Photo labels with bounding boxes:
Begin

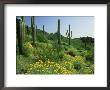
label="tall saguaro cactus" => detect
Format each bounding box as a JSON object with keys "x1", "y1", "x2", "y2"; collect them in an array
[
  {"x1": 57, "y1": 19, "x2": 61, "y2": 45},
  {"x1": 16, "y1": 19, "x2": 23, "y2": 54},
  {"x1": 66, "y1": 24, "x2": 72, "y2": 45},
  {"x1": 43, "y1": 25, "x2": 44, "y2": 34},
  {"x1": 21, "y1": 16, "x2": 25, "y2": 42},
  {"x1": 31, "y1": 16, "x2": 36, "y2": 45}
]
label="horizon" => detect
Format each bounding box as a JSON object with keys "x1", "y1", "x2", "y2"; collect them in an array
[{"x1": 16, "y1": 16, "x2": 94, "y2": 39}]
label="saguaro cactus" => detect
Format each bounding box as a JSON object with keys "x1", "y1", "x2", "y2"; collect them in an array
[
  {"x1": 57, "y1": 19, "x2": 61, "y2": 45},
  {"x1": 36, "y1": 25, "x2": 38, "y2": 35},
  {"x1": 31, "y1": 16, "x2": 36, "y2": 45},
  {"x1": 66, "y1": 24, "x2": 72, "y2": 45},
  {"x1": 16, "y1": 19, "x2": 23, "y2": 54},
  {"x1": 21, "y1": 16, "x2": 25, "y2": 42},
  {"x1": 43, "y1": 25, "x2": 45, "y2": 34}
]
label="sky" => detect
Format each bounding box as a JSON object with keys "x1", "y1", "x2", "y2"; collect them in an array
[{"x1": 17, "y1": 16, "x2": 94, "y2": 38}]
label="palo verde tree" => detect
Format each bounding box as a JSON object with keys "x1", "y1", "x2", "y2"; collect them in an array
[
  {"x1": 66, "y1": 24, "x2": 72, "y2": 45},
  {"x1": 31, "y1": 16, "x2": 36, "y2": 45}
]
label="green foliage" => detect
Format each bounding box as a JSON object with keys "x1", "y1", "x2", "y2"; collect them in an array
[{"x1": 16, "y1": 16, "x2": 94, "y2": 74}]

End

Rewrite every line of the data above as a numbered list, skipping blank lines and leaving the pictures out.

1. label="tall saguaro cactus" => detect
2. Format each bounding box as a JSON object with keys "x1", "y1", "x2", "y2"; collect them in an array
3. [
4.   {"x1": 57, "y1": 19, "x2": 61, "y2": 45},
5.   {"x1": 16, "y1": 19, "x2": 23, "y2": 54},
6.   {"x1": 66, "y1": 24, "x2": 72, "y2": 45},
7.   {"x1": 43, "y1": 25, "x2": 44, "y2": 34},
8.   {"x1": 21, "y1": 16, "x2": 25, "y2": 42},
9.   {"x1": 31, "y1": 16, "x2": 36, "y2": 45}
10. ]
11. label="horizon" => detect
12. Format each bounding box as a JSON object with keys "x1", "y1", "x2", "y2"; collect them in an array
13. [{"x1": 16, "y1": 16, "x2": 94, "y2": 39}]
14. label="saguaro cactus" => detect
15. Format each bounding box as a JSON object with keys "x1", "y1", "x2", "y2"; collect them in an array
16. [
17.   {"x1": 57, "y1": 19, "x2": 61, "y2": 45},
18.   {"x1": 36, "y1": 25, "x2": 38, "y2": 35},
19.   {"x1": 31, "y1": 16, "x2": 36, "y2": 45},
20.   {"x1": 66, "y1": 24, "x2": 72, "y2": 45},
21.   {"x1": 16, "y1": 19, "x2": 23, "y2": 54},
22.   {"x1": 21, "y1": 16, "x2": 25, "y2": 42},
23.   {"x1": 43, "y1": 25, "x2": 45, "y2": 34}
24. ]
25. label="sky" => detect
26. Format each bounding box as a JSON object with keys "x1", "y1", "x2", "y2"; collect them in an array
27. [{"x1": 17, "y1": 16, "x2": 94, "y2": 38}]
28. label="palo verde tree" => detect
29. Format each bounding box as a JSON object with keys "x1", "y1", "x2", "y2"; collect them in an array
30. [
31.   {"x1": 66, "y1": 24, "x2": 72, "y2": 45},
32.   {"x1": 31, "y1": 16, "x2": 36, "y2": 45}
33. ]
34. label="green foliage" => detect
35. Format each bounding box as a JSON object with keys "x1", "y1", "x2", "y2"; collect them in an array
36. [{"x1": 16, "y1": 16, "x2": 94, "y2": 74}]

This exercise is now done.